◆ **TEXT**
========================================
Real Homeland Security

What is it that we Americans stand for? What is it about our nation that makes us most proud? What is it that makes other nations of the world respect and admire and emulate us? It is our unparalleled commitment to personal freedom and to the dignity of the individual. It is captured in our guarantee of freedom of speech, freedom of religion, due process of law, equal protection of the law, and freedom from unreasonable searches and seizures and cruel and unusual punishments. We are the beacon to the world because we aspire to be good and fair and just to one another. That is who we are and who we want to be.

We do not always live up to our aspirations. At times, we have embarrassed ourselves and tarnished our image. We have brutally persecuted dissenters, interned innocent persons, suspended habeas corpus, intrusively investigated innocent individuals and recklessly invaded reasonable expectations of privacy, we have even tortured our fellow human beings. We are a well-meaning but imperfect nation. We strive to be good, but we are only as good as our people, our leaders, and our institutions enable us to be.

Presidents have a wide range of official advisors, each with a designated portfolio. There is a Secretary of Defense, a Secretary of Labor, a Secretary of Energy, a National Security Advisor, and a Domestic Policy Advisor, to name just a few. The next president should create a brand new position, which should become a permanent part of the Executive Branch in the future: a Civil Liberties Advisor.
========================================
◆ **GIVEN PROBLEM 1**
Transcribe word for word the portion of the homeland security passage between "Real Homeland Security" and "want to be.", inclusive.
◆ **GIVEN PROBLEM 2**
Recast as a numbered list only the lines of the listing between the lines holding "Locate the woman's nose" and "[(288, 128)]", inclusive, leaving out any blank lines.
The homeland security passage and the listing that comes after it have no connection to each other.
========================================
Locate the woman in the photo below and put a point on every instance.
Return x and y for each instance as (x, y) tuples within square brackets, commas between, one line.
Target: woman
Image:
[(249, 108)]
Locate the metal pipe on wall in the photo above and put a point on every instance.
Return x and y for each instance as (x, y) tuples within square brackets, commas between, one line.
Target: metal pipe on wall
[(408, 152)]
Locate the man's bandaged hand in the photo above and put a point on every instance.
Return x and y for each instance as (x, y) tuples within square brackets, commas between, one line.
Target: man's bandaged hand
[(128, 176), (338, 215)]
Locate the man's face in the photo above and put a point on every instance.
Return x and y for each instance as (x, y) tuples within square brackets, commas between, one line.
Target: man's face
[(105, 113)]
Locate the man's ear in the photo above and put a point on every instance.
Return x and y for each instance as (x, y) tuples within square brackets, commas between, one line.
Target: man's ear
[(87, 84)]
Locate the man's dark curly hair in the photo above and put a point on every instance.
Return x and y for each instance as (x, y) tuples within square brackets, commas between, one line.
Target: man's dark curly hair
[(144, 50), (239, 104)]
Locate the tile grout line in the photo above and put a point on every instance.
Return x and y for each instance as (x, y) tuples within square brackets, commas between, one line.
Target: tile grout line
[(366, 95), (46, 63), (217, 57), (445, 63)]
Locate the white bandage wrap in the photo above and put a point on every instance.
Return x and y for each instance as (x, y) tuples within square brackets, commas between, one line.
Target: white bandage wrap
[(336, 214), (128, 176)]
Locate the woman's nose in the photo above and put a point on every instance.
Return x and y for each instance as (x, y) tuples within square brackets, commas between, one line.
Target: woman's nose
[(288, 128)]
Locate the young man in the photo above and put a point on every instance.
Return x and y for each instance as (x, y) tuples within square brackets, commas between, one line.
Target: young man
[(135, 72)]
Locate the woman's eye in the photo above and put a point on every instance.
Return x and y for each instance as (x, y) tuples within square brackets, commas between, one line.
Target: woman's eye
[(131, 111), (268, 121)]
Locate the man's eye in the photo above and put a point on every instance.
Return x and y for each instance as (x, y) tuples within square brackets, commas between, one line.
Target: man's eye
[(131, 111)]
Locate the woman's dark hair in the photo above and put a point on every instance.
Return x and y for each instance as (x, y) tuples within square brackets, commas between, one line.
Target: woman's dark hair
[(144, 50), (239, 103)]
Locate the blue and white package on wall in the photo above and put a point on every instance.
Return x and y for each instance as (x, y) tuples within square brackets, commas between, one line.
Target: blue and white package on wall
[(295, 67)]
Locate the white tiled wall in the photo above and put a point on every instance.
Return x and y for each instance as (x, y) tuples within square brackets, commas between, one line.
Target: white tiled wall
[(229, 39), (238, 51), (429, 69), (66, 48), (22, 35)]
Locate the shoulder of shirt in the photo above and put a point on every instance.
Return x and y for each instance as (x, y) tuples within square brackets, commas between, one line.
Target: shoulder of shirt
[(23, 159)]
========================================
◆ **WRITTEN RESPONSE 1**
Real Homeland Security

What is it that we Americans stand for? What is it about our nation that makes us most proud? What is it that makes other nations of the world respect and admire and emulate us? It is our unparalleled commitment to personal freedom and to the dignity of the individual. It is captured in our guarantee of freedom of speech, freedom of religion, due process of law, equal protection of the law, and freedom from unreasonable searches and seizures and cruel and unusual punishments. We are the beacon to the world because we aspire to be good and fair and just to one another. That is who we are and who we want to be.

◆ **WRITTEN RESPONSE 2**
1. Locate the woman's nose in the photo above and put a point on every instance.
2. Return x and y for each instance as (x, y) tuples within square brackets, commas between, one line.
3. Target: woman's nose
4. [(288, 128)]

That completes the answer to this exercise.